### WORK TO DO
Starting at the line that contains "Accept that the black" and ending at the last line of the records, rewrite those lines so that every "bounding box" is renamed "enclosing rectangle", with all else unchanged.

### DATA SECTION
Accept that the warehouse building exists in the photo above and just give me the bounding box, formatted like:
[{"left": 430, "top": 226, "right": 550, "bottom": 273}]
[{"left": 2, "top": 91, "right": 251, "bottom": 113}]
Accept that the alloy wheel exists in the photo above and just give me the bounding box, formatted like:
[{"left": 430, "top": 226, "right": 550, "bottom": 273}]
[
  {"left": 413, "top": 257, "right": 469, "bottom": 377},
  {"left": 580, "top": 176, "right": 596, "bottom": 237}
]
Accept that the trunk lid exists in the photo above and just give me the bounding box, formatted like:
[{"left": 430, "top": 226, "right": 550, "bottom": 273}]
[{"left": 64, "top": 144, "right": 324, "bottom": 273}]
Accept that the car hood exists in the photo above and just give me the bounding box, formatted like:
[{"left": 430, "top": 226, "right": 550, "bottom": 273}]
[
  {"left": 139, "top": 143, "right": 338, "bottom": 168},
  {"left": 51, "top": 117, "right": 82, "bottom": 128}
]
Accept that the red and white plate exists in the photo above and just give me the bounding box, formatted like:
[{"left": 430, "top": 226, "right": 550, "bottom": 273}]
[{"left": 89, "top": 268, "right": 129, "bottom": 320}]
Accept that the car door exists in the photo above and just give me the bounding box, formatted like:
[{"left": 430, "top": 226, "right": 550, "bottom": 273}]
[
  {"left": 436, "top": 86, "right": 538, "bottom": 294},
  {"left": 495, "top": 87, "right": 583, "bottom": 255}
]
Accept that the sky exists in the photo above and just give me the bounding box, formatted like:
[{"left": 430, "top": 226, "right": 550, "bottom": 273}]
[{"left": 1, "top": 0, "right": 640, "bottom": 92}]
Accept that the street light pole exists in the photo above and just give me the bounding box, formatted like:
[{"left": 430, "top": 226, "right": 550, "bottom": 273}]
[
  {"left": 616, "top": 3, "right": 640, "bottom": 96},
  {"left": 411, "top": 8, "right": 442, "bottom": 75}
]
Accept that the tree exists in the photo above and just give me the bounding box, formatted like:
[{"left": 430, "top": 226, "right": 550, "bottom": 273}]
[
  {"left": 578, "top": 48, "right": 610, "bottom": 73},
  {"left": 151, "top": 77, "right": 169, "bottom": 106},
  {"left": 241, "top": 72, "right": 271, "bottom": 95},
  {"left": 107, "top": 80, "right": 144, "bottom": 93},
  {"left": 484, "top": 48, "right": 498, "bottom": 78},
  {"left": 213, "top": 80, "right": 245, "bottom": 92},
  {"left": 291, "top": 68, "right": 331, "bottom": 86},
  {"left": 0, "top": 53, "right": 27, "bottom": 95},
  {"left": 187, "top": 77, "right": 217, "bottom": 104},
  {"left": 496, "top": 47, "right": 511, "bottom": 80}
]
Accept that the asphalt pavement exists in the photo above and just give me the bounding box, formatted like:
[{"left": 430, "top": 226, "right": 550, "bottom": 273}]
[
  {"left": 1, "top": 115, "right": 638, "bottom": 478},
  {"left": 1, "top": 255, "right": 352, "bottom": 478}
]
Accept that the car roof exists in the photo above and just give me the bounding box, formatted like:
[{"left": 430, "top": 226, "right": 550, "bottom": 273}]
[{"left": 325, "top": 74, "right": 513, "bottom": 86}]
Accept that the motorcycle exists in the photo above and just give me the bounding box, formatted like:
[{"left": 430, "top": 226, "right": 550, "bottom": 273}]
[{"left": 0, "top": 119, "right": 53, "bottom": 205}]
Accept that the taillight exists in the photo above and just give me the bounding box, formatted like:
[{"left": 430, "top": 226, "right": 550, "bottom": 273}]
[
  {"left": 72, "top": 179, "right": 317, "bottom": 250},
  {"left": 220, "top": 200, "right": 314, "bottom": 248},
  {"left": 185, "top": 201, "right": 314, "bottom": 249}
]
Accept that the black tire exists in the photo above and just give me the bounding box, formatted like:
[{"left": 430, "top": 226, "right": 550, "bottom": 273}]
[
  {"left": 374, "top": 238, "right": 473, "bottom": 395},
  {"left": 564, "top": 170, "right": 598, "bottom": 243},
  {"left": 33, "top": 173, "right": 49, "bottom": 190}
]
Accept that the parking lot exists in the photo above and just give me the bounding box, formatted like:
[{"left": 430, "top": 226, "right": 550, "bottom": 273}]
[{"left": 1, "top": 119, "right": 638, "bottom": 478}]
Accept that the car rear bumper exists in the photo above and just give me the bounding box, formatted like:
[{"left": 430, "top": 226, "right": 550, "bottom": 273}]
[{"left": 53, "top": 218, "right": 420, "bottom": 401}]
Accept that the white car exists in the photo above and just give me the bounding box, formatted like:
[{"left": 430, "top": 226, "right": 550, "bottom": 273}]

### ANSWER TO THIS PROBLEM
Accept that the black tire exists in the photo above and just give me the enclosing rectangle, formatted like:
[{"left": 430, "top": 226, "right": 550, "bottom": 273}]
[
  {"left": 374, "top": 238, "right": 473, "bottom": 395},
  {"left": 564, "top": 170, "right": 598, "bottom": 243},
  {"left": 33, "top": 173, "right": 49, "bottom": 190}
]
Accept that the parking lot exists in the photo above and just give me the enclosing rectangle, formatted like:
[{"left": 430, "top": 226, "right": 550, "bottom": 273}]
[{"left": 1, "top": 119, "right": 638, "bottom": 478}]
Accept that the car rear bumper exists in the photo above and just give me the enclosing rectangle, formatted like:
[{"left": 430, "top": 226, "right": 550, "bottom": 273}]
[{"left": 53, "top": 218, "right": 420, "bottom": 401}]
Accept that the white car exists in the photo above and just give me the enclosing rectangle, formatted like:
[{"left": 430, "top": 226, "right": 550, "bottom": 273}]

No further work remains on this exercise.